Passage:
TBR [to be read] is a semi-regular, invitation-only interview series with authors of newly released/forthcoming, interesting books who will tell us about their new work as well as offer tips on writing, stories about the publishing biz, and from time to time, a recipe.
We don’t expect an elevator pitch from a poet, but can you tell us about your work in 2-3 sentences?
At its core, Subtexts is about what we say and what is contained within what we say, how language reveals and distorts meaning, and what we miss in our communication. It explores a new, modified erasure form that assembles and disassembles the same text to reveal layers of narrative, intention, and new perspectives.
What boundaries did you break in the writing of this book? Where does that sort of courage come from?
I was trying to explore the physical space of a poem on the page. I asked myself how I could create a three dimensional poem. That was the question that got me going. I don’t think it took much courage, just curiosity. I think of these poems as “experimental” in the sense that they’re introducing a new element to an existing equation and seeing how the outcomes are altered.
Tell us a bit about the highs and lows of your book’s road to publication.

Data listing:

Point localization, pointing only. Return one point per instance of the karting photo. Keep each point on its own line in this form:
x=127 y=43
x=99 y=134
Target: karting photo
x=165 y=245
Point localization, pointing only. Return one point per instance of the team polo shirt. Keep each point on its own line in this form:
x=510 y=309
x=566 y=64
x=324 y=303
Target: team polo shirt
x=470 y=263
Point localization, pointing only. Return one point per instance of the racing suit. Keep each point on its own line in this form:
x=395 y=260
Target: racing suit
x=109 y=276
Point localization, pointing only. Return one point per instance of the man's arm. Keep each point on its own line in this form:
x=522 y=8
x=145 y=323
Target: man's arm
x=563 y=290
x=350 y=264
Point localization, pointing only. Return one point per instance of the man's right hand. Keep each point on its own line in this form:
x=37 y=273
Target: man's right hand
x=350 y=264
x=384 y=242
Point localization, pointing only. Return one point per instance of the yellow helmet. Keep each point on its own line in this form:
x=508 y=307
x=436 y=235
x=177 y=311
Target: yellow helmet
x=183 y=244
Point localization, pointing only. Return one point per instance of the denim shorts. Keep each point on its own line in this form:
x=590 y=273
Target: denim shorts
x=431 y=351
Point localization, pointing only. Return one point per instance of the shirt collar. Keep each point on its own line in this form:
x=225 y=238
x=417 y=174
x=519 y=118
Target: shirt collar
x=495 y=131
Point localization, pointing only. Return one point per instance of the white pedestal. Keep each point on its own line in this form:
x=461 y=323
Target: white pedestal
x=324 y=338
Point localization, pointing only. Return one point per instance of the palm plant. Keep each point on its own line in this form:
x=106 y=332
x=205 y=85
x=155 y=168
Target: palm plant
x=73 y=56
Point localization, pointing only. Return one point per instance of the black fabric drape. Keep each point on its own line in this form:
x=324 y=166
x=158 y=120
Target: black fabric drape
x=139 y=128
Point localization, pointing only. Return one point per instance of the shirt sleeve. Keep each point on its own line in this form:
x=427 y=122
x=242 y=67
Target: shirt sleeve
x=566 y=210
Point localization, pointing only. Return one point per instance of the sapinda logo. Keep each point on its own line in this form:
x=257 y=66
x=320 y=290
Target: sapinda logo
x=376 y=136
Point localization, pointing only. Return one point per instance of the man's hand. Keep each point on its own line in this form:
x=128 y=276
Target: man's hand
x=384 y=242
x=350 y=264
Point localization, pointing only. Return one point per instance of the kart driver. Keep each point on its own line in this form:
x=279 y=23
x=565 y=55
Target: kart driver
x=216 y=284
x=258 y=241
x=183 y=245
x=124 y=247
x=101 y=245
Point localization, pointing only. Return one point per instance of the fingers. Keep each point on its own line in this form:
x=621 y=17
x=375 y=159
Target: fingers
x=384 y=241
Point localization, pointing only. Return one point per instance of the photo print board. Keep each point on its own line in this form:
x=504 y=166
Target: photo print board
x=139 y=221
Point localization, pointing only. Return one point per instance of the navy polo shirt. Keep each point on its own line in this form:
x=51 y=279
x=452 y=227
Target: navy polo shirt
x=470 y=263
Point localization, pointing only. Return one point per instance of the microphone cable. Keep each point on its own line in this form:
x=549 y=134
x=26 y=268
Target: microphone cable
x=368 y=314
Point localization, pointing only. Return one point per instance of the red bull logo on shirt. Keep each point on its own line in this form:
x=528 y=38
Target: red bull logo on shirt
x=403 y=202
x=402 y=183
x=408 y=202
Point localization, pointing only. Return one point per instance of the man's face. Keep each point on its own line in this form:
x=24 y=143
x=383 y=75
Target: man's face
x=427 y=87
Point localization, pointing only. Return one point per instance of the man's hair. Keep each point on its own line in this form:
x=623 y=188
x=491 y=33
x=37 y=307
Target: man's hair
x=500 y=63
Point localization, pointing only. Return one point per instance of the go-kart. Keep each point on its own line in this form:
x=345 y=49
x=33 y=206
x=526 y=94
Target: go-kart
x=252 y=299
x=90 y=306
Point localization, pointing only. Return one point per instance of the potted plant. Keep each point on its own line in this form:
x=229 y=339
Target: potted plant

Required work:
1. Rewrite the stretch of the author interview from "TBR [to be read]" through "and new perspectives.", putting "collage" in place of "erasure".
2. Carry the author interview forward from its last line.

Written answers:
1.
TBR [to be read] is a semi-regular, invitation-only interview series with authors of newly released/forthcoming, interesting books who will tell us about their new work as well as offer tips on writing, stories about the publishing biz, and from time to time, a recipe.
We don’t expect an elevator pitch from a poet, but can you tell us about your work in 2-3 sentences?
At its core, Subtexts is about what we say and what is contained within what we say, how language reveals and distorts meaning, and what we miss in our communication. It explores a new, modified collage form that assembles and disassembles the same text to reveal layers of narrative, intention, and new perspectives.

2.
I had been submitting an earlier version of this book off and on for awhile and never got anywhere with it. When my first book, Strange Children, came out in 2018 with Publishing Genius, I really enjoyed working with Adam Robinson, who runs the press, and I asked if he’d be interested in taking a look at this other project I’ve been working on. He did and he liked it. That’s how we got here.
In a way, that’s the story of most books, I think—years and years of rejection, but then you find the right person or people to help bring it into the world. It can take a long time and each time is different. It’s kind of mystical in away. Like climbing a mountain.
What’s your favorite piece of writing advice?
There is no secret. Just keep going.
My favorite writing advice is “write until something surprises you.” What surprised you in the writing of this book?
Once I figured out that I’d be using erasure methods as a starting point, I was surprised by how many variations I was able to come up with: poems that build, poems that decay, poems that come in and out, poems compacted, etc. I still think there’s a lot more to explore here and I hope others will take this up. I’m teaching a few workshops after the book release to show people how I approached things.
Who is your ideal reader?
I tend to think that my ideal reader is someone who is pretty well-versed in contemporary poetry, but I’ve been surprised at readings that it’s people’s non-poetry friends or parents who are like, “Wow, that’s really cool!”
These poems have a strong visual element to them and an intricate repetition that I think gives people new to poetry something to grab onto and they seem to really like where the poems take them from there.
Inquiring foodies and hungry book clubs want to know: Any food/s associated with your book? (Any recipes I might share?)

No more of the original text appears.